::: Supplied material :::
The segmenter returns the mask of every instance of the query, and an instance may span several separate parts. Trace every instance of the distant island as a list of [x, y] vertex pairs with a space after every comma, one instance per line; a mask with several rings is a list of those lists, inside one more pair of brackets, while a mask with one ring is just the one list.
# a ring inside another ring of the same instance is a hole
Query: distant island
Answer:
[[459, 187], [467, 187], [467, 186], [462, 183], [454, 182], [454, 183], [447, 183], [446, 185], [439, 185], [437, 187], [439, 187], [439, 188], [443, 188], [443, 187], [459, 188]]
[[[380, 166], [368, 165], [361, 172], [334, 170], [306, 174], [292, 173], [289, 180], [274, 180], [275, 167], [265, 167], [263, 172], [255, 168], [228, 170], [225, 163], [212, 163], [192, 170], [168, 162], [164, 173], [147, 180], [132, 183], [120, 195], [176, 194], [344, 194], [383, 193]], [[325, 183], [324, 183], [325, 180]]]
:::
::: Supplied material :::
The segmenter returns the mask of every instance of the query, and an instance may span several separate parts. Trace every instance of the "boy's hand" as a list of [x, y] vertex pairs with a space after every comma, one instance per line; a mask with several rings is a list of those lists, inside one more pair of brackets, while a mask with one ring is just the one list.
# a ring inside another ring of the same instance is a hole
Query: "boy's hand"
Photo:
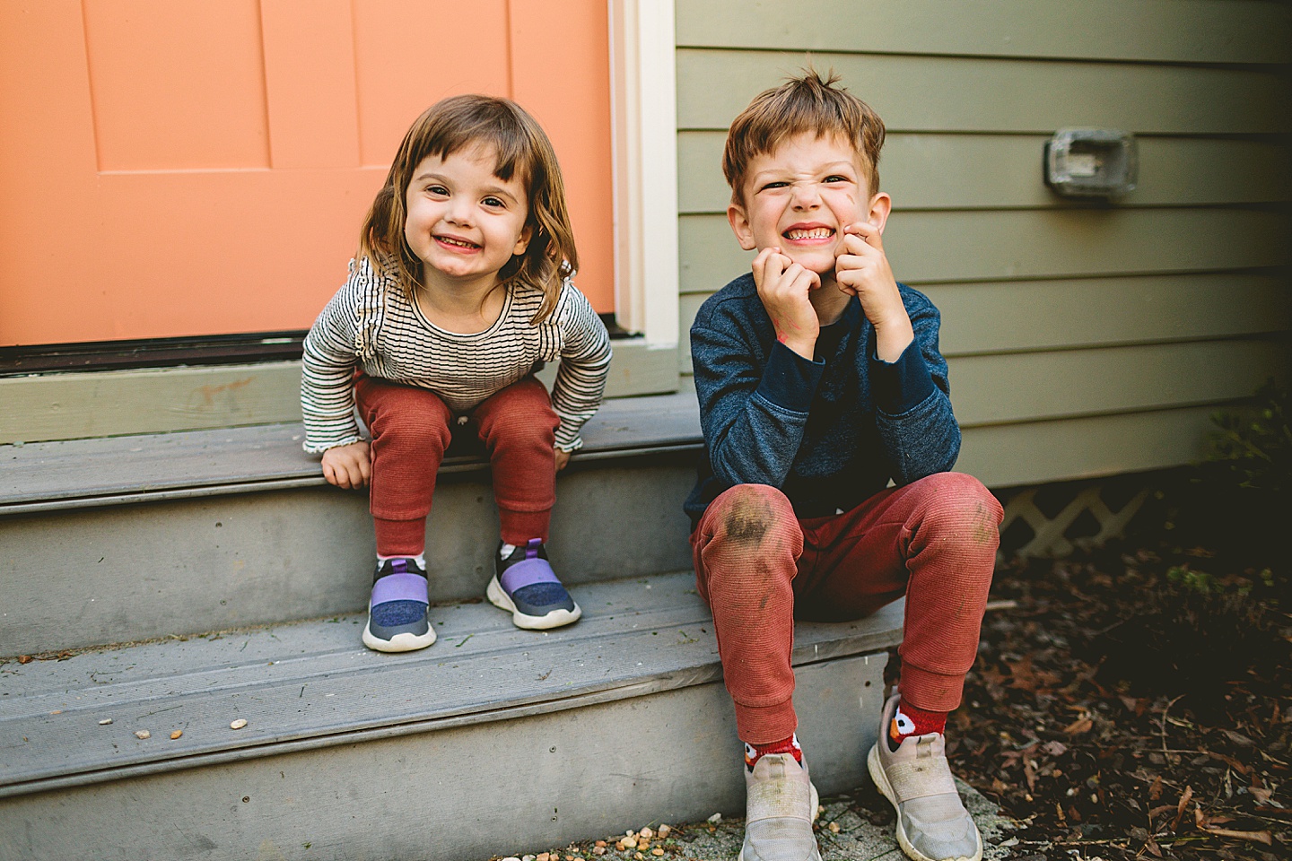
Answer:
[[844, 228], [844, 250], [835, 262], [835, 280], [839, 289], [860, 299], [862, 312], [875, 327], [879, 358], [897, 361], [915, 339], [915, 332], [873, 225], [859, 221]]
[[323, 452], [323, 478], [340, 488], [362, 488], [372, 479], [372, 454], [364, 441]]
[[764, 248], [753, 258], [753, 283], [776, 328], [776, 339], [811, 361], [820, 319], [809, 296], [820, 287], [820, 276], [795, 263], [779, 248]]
:::
= Short exercise =
Starting at the line that contains "of the distant" and ending after the line that contains "183], [325, 180]]]", format those lines as a Markdown table with the columns "No." and "Text", skipping any blank lines.

= Full output =
| No. | Text |
|---|---|
| 1 | The segmenter returns the mask of every instance of the query, and an instance may span several separate parts. Trace every instance of the distant island as a list of [x, y] vertex pairs with a space after every comma, one instance per line; a mask with several rings is a list of those lists, inside one more pair of brackets, while a mask with one ring is just the one list. |
| 2 | # a ring inside another ring of the same instance is a hole |
| 3 | Query: distant island |
| 4 | Answer: |
| 5 | [[459, 187], [467, 187], [467, 186], [462, 183], [454, 182], [454, 183], [447, 183], [446, 185], [439, 185], [437, 187], [439, 187], [439, 188], [443, 188], [443, 187], [459, 188]] |
| 6 | [[[380, 166], [368, 165], [361, 172], [334, 170], [306, 174], [292, 173], [289, 180], [274, 180], [275, 167], [265, 167], [263, 172], [255, 168], [228, 170], [225, 163], [212, 163], [192, 170], [168, 162], [164, 173], [147, 180], [132, 183], [120, 195], [176, 194], [344, 194], [383, 193]], [[325, 183], [324, 183], [325, 180]]] |